Source text section start

Scientists discover genes driving resistance to breast cancer drugs
UK scientists have discovered a number of genes which are responsible for developing resistance to a targeted medicine used in the treatment of HER2-Positive breast cancer.
The team at the Institute of Cancer Research in London examined a number of genes that were overactive in women with HER2 Positive breast cancer who had developed a resistance to the drug Lapatinib (Tykerb).
Around 20 per cent of breast cancers are HER2 Positive and the targeted medicines Herceptin and Tykerb are most commonly used to treat women with this type of cancer. However, in some women a drug may stop being effective after being used for a certain period of time.
This latest research, funded by Breakthrough Breast Cancer, found several genes which change the way the Tykerb works.
Study co-author Dr Chris Lord a senior staff scientist at the Breakthrough Breast Cancer Research Centre at the Institute of Cancer Research, says the discovery will help to develop and improve the way doctors treat breast cancer.
“We have identified several genes which appear to play a role in resistance to certain drugs. We can use this knowledge to help us develop new targeted therapies for breast cancer patients. Further investigation will be needed before reaching clinical trials but we are confident in the exciting results displayed so far.”

Source text section end
Information shown section start

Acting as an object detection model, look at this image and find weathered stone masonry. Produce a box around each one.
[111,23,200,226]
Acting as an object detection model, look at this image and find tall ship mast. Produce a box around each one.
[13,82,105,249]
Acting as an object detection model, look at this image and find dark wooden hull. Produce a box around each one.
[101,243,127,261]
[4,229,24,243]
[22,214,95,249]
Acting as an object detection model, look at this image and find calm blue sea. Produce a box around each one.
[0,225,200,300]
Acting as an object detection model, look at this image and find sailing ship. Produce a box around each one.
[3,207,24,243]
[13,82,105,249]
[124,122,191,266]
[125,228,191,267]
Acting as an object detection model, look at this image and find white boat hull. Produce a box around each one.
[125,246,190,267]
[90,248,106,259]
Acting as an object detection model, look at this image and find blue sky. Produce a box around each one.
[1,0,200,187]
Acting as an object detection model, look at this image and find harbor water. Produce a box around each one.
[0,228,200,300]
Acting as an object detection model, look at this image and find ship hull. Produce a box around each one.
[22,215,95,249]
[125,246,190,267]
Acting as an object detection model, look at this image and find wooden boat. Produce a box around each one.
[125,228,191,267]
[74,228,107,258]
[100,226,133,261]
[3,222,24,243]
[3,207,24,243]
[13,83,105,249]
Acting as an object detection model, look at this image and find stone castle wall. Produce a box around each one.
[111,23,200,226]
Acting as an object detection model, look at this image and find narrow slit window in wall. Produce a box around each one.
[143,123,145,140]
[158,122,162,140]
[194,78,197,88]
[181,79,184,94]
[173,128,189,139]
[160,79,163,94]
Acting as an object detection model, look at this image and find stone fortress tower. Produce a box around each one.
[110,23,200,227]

Information shown section end
Information shown section start

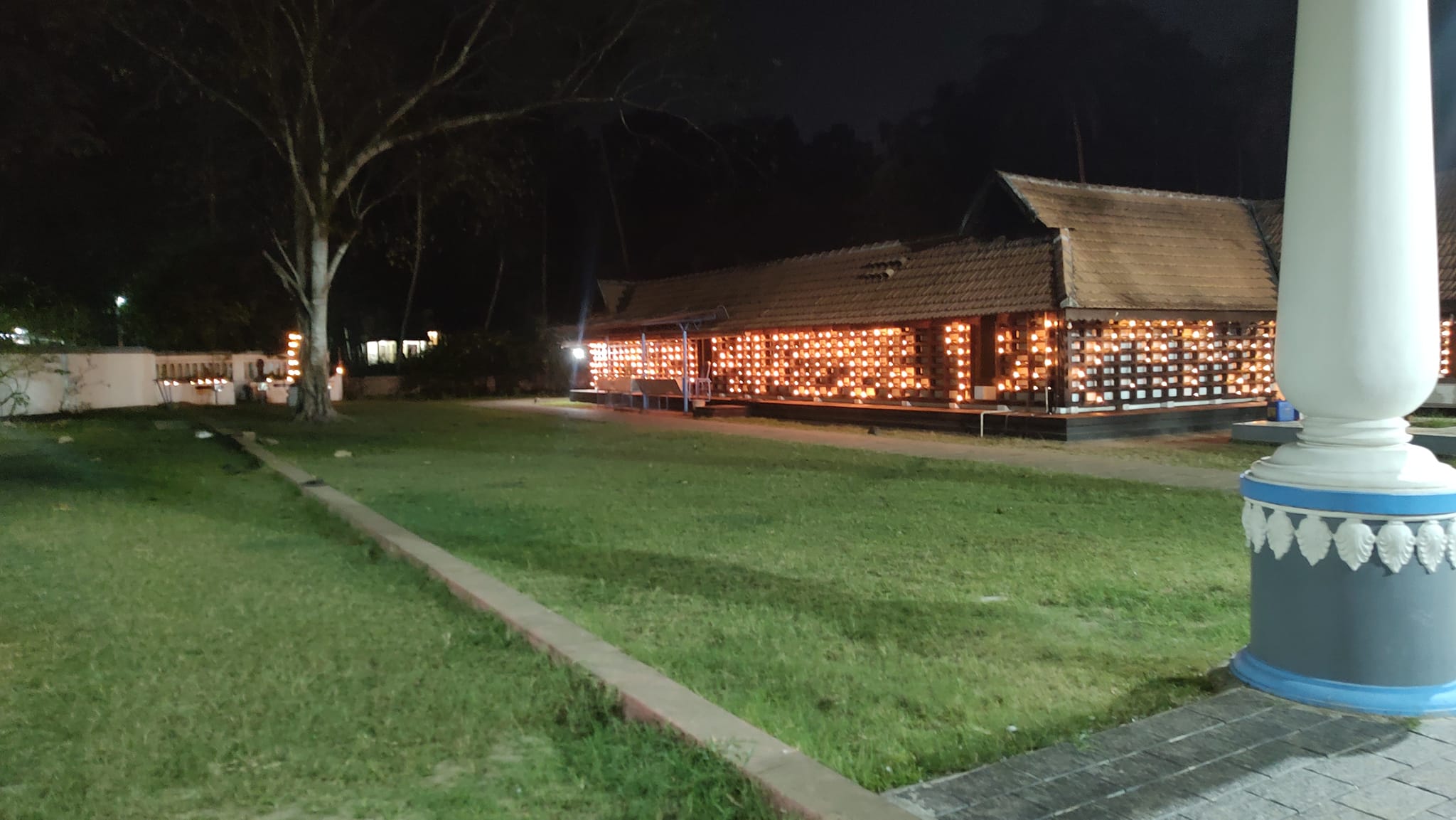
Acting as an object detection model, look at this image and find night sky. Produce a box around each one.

Information shown section end

# Apply what you read
(1) In the article on breast cancer drug resistance, condense the paragraph beginning "Around 20 per cent of breast cancers" into a shorter version that keeps its main facts.
(2) Reproduce everything in the breast cancer article from "This latest research, funded" down to "treat breast cancer.", word for word.
(3) Carry on the article about genes behind breast cancer drug resistance beyond its final paragraph.

# Results
(1) About 20 percent of breast cancers are HER2 Positive. Women with this type are most commonly treated with the targeted medicines Herceptin and Tykerb, but in some women a drug may stop working after a certain period of use.

(2)
This latest research, funded by Breakthrough Breast Cancer, found several genes which change the way the Tykerb works.
Study co-author Dr Chris Lord a senior staff scientist at the Breakthrough Breast Cancer Research Centre at the Institute of Cancer Research, says the discovery will help to develop and improve the way doctors treat breast cancer.

(3)
The scientists studied 369 genes which show high level activity in HER2-Postive breast cancers. They disabled these genes individually to see what effect each inactivated gene had on the effectiveness of the Tykerb. Using this method, the scientists have identified several genes such as NIBP, PTEN and RAC1 which, when inactivated, change the way breast tumour cells respond to drugs.
The head of research at Breakthrough Breast Cancer, Richard Francis, says it can be very daunting for women when drugs cease to work.
"This discovery is crucial as in the future it will help us to ensure that drugs, such as Tykerb and Herceptin, continue to treat patients successfully. We are dedicated to discovering new and better therapies for the disease to ensure patients receive effective treatments and care.”
BCAC chair, Libby Burgess, says understanding the genetic mechanisms of drug resistance is an exciting area of research that will lead to the development of more effective breast cancer treatments.
“This is the way of the future. Researchers are unlocking the potential to identify and target the specific genes involved in the growth and spread of each sub-type of breast cancer, both when it is first diagnosed and then down the track if and when the cancer becomes resistant to the drugs used. This will enable researchers to find ways of shutting down the processes that drive the growth and spread of different types of tumours," Libby says.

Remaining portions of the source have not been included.